=== Document text ===

On July 6, 2010, certain institutional investors filed an adversary proceeding captioned Black Horse Capital LP et al. v. JPMorgan Chase Bank, N.A. et al., Adv. No. 10-51387 (MFW) (the "Black Horse Litigation") against WMI and JPMorgan asserting that the Conditional Exchange did not occur due to the failure of certain alleged conditions precedent. On January 7, 2011, the Court entered an opinion and order granting summary judgment in favor of WMI and JPMC in the Black Horse Litigation, holding, among other things, that the Conditional Exchange occurred automatically on September 26, 2008, and as a result the plaintiffs in the Black Horse Litigation (and other similarly situated investors) are now deemed to be holding Fixed Rate or Fixed-to-Floating Rate Depositary Shares, as applicable, tied to the applicable series of preferred stock of WMI. On January 13, 2011, certain plaintiffs appealed the judgment to the United States District Court for the District of Delaware. Because the appeals process and confirmation of the Modified Plan are pending, WMI has not yet reflected the Conditional Exchange and/or its attendant transactions on its financial statements, including any possible interests (direct or indirect, contingent or otherwise) in the Securities and the assets, as the case may be, of Washington Mutual Preferred Funding LLC.
|
Assuming that the Conditional Exchange had been completed in accordance with the terms of the relevant documentation, on a pro forma basis, WMI’s financial statements would reflect (a) a credit to shareholders’ equity of approximately $3.9 billion upon issuance of the new classes of preferred stock; (b) an investment in subsidiary (i.e. WMB) of approximately $3.9 billion upon contribution of the Preferred Securities by WMI to WMB; and (c) an immediate and corresponding write-down of such investment in subsidiary.
Pursuant to the terms of the Amended Settlement Agreement, upon consummation of a chapter 11 plan, WMI and relevant third parties will complete the ministerial actions attendant to the Conditional Exchange.
Note 3: Restricted Cash and Cash Equivalents
WMI’s restricted cash and cash equivalents of $86 million includes $31 million of accumulated dividends related to amounts held in escrow pertaining to that certain action styled as American Savings Bank, F.A et al. v United States, Case No 92-872C pending in the United States Court of Federal Claims, $53 million in a deposit account pledged as collateral to secure prepetition intercompany transactions between WMI and WMB and $2 million held as part of a Rabbi Trust.
Pursuant to the terms of the Amended Settlement Agreement, upon consummation of a chapter 11 plan, WMI will take possession of the $53 million deposit account pledged as collateral for prepetition intercompany transactions with WMB, free and clear of any interest or liens asserted by JPMorgan.
Note 4: Investment in Subsidiaries
WMI’s investment in subsidiaries represents the book value of WMI’s subsidiaries, including WMI Investment. This balance does not represent the market value of these entities.
WMI subsidiaries hold unsecured notes receivable from WMB or JPMorgan, as the case may be, totaling approximately $182 million.
Pursuant to the terms of the Amended Settlement Agreement, upon consummation of a chapter 11 plan, JPMorgan will repay with interest the unsecured notes receivable to WMI subsidiaries.
Note 5: Funded Pension
The funded pension balance reflects the (1) the market value of assets as of December 2, 2008 less (2) the November 2008 actuarial estimated settlement value of September 25, 2008 liabilities. The value does not reflect any recent changes in market values, interest rate assumptions and the participants since November 2008 which could materially affect the results.

===

◆ **What is asked**:
Transcribe the passage of the WMI financial notes from "Note 4: Investment" up to and including "approximately $182 million.". The records have nothing to do with this.

=== Extracted material ===

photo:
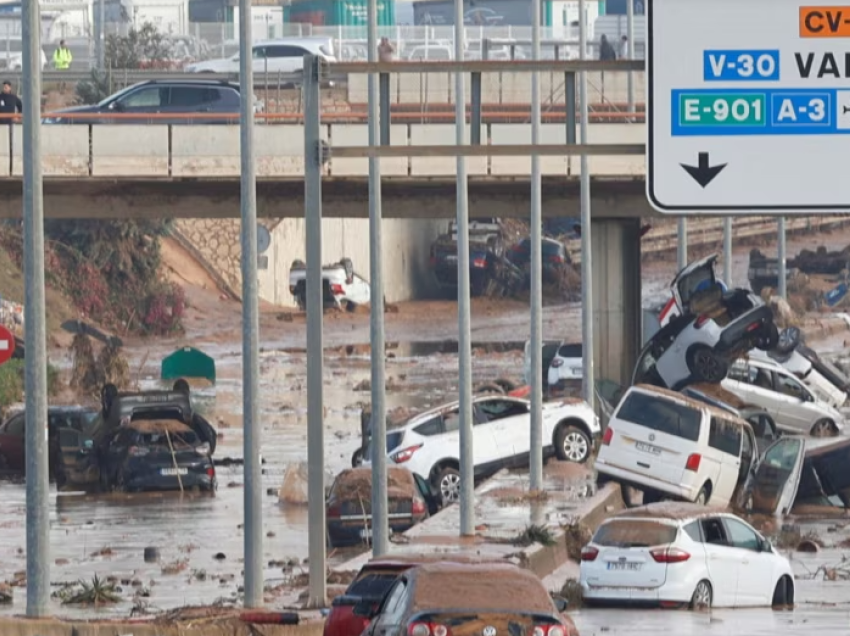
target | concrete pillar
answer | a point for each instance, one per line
(617, 312)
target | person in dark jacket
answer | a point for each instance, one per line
(9, 102)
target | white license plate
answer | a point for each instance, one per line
(623, 565)
(173, 472)
(647, 448)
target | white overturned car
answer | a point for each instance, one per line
(429, 444)
(712, 328)
(342, 288)
(676, 554)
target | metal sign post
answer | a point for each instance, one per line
(313, 158)
(38, 517)
(735, 104)
(253, 495)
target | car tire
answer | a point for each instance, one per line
(705, 366)
(780, 593)
(769, 338)
(789, 339)
(824, 427)
(702, 597)
(448, 485)
(572, 444)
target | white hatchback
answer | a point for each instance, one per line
(673, 554)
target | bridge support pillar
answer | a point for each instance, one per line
(617, 299)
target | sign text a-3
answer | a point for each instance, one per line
(740, 65)
(825, 22)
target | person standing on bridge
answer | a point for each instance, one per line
(10, 103)
(62, 57)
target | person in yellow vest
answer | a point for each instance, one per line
(62, 57)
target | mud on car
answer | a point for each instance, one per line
(149, 440)
(714, 327)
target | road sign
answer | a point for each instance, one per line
(7, 344)
(749, 106)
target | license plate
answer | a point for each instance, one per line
(173, 472)
(623, 565)
(647, 448)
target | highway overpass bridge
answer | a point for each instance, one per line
(192, 171)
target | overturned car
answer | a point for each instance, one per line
(149, 440)
(711, 328)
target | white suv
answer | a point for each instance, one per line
(794, 406)
(429, 444)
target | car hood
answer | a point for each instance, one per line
(686, 282)
(89, 108)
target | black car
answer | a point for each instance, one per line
(13, 434)
(151, 102)
(155, 454)
(555, 258)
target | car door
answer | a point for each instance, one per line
(389, 620)
(147, 100)
(722, 561)
(774, 482)
(792, 407)
(509, 424)
(12, 450)
(755, 572)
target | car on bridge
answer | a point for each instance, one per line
(161, 102)
(712, 328)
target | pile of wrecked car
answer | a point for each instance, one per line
(714, 396)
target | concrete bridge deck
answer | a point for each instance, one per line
(129, 171)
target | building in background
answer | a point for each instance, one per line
(338, 12)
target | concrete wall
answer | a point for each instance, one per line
(194, 151)
(406, 246)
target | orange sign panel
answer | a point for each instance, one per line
(825, 22)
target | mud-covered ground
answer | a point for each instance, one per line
(106, 535)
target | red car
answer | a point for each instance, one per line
(371, 583)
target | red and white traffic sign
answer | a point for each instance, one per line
(7, 344)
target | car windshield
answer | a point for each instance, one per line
(634, 533)
(372, 584)
(661, 414)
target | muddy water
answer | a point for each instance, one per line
(106, 535)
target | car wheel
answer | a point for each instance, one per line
(448, 483)
(572, 444)
(769, 338)
(702, 596)
(788, 340)
(780, 593)
(705, 366)
(703, 496)
(824, 428)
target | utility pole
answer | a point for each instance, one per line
(467, 487)
(378, 444)
(38, 502)
(536, 458)
(253, 495)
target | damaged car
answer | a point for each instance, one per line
(147, 440)
(713, 327)
(342, 287)
(673, 447)
(410, 500)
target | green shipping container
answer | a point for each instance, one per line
(339, 12)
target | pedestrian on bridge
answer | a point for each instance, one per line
(10, 104)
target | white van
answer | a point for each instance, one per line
(793, 404)
(671, 446)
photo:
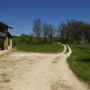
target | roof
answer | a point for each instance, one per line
(5, 25)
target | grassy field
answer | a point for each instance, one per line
(79, 61)
(40, 48)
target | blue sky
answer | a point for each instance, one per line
(20, 14)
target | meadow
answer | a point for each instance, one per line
(50, 48)
(79, 61)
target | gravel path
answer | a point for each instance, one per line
(35, 71)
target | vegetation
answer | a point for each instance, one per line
(79, 61)
(52, 48)
(75, 32)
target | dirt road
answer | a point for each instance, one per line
(35, 71)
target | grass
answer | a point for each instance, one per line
(79, 61)
(53, 48)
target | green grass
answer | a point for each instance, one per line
(40, 48)
(79, 61)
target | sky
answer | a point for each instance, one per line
(20, 14)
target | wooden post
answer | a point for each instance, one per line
(6, 43)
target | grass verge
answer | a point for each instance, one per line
(79, 61)
(52, 48)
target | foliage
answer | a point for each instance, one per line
(76, 32)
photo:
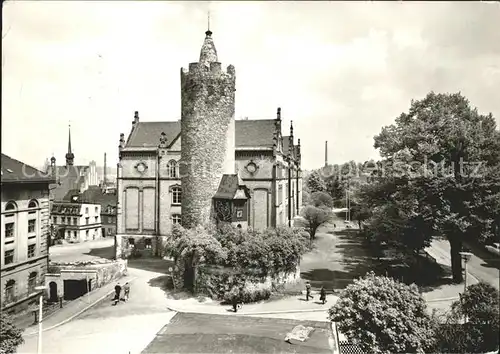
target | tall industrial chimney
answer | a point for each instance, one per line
(326, 153)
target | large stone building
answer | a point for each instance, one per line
(207, 165)
(25, 221)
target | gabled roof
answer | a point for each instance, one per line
(147, 134)
(96, 196)
(14, 171)
(66, 208)
(229, 185)
(249, 133)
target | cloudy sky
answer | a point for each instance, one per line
(340, 71)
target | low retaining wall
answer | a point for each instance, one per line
(215, 282)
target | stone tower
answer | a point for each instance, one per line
(207, 132)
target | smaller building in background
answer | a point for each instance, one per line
(24, 233)
(77, 222)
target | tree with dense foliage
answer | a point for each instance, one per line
(10, 335)
(315, 183)
(381, 315)
(315, 217)
(447, 153)
(480, 303)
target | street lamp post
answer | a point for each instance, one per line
(40, 288)
(466, 256)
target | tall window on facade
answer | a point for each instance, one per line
(10, 291)
(8, 257)
(9, 230)
(31, 251)
(176, 195)
(172, 169)
(176, 218)
(32, 282)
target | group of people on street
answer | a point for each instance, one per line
(322, 293)
(118, 293)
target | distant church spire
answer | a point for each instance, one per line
(69, 155)
(208, 53)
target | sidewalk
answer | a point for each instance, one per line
(292, 304)
(76, 307)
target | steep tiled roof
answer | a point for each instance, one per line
(14, 171)
(95, 195)
(147, 134)
(248, 133)
(66, 208)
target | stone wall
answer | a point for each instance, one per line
(207, 123)
(214, 281)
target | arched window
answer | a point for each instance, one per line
(32, 218)
(10, 291)
(176, 195)
(32, 280)
(172, 169)
(176, 218)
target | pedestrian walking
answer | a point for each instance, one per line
(322, 295)
(308, 291)
(118, 290)
(126, 291)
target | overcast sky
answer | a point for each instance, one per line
(340, 71)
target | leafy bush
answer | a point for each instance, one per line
(480, 303)
(381, 315)
(235, 258)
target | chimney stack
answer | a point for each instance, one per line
(326, 153)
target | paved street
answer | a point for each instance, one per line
(197, 333)
(477, 268)
(337, 258)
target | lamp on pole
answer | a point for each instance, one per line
(41, 289)
(466, 256)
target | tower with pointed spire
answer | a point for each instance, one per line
(70, 157)
(207, 132)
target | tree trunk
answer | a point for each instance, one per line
(456, 260)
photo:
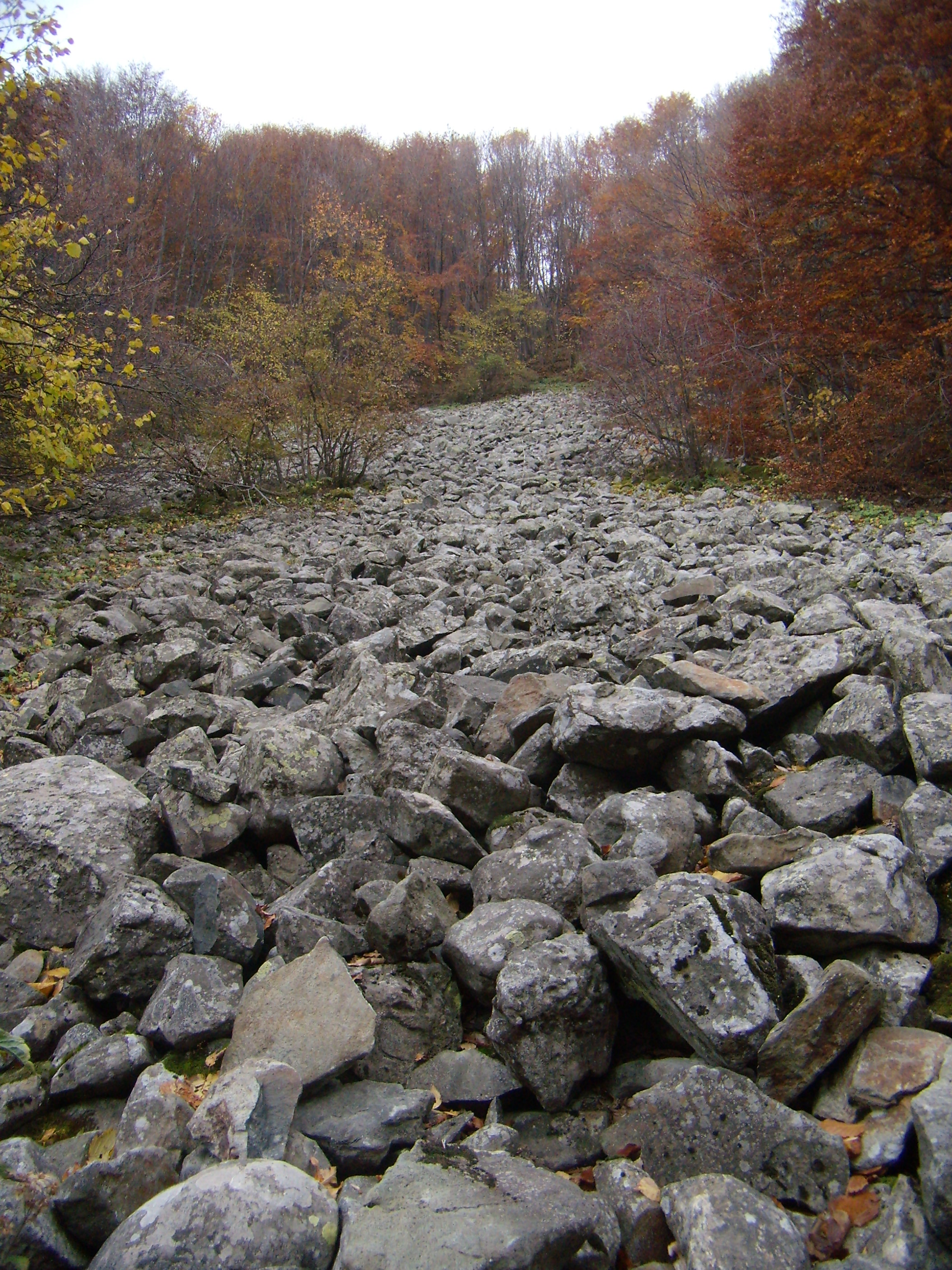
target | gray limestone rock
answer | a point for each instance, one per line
(829, 798)
(309, 1015)
(230, 1217)
(845, 893)
(546, 865)
(69, 828)
(248, 1113)
(196, 1001)
(701, 954)
(720, 1222)
(125, 947)
(709, 1121)
(417, 1010)
(358, 1126)
(554, 1019)
(479, 945)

===

◆ **Result**:
Note 4: Investment in Subsidiaries
WMI’s investment in subsidiaries represents the book value of WMI’s subsidiaries, including WMI Investment. This balance does not represent the market value of these entities.
WMI subsidiaries hold unsecured notes receivable from WMB or JPMorgan, as the case may be, totaling approximately $182 million.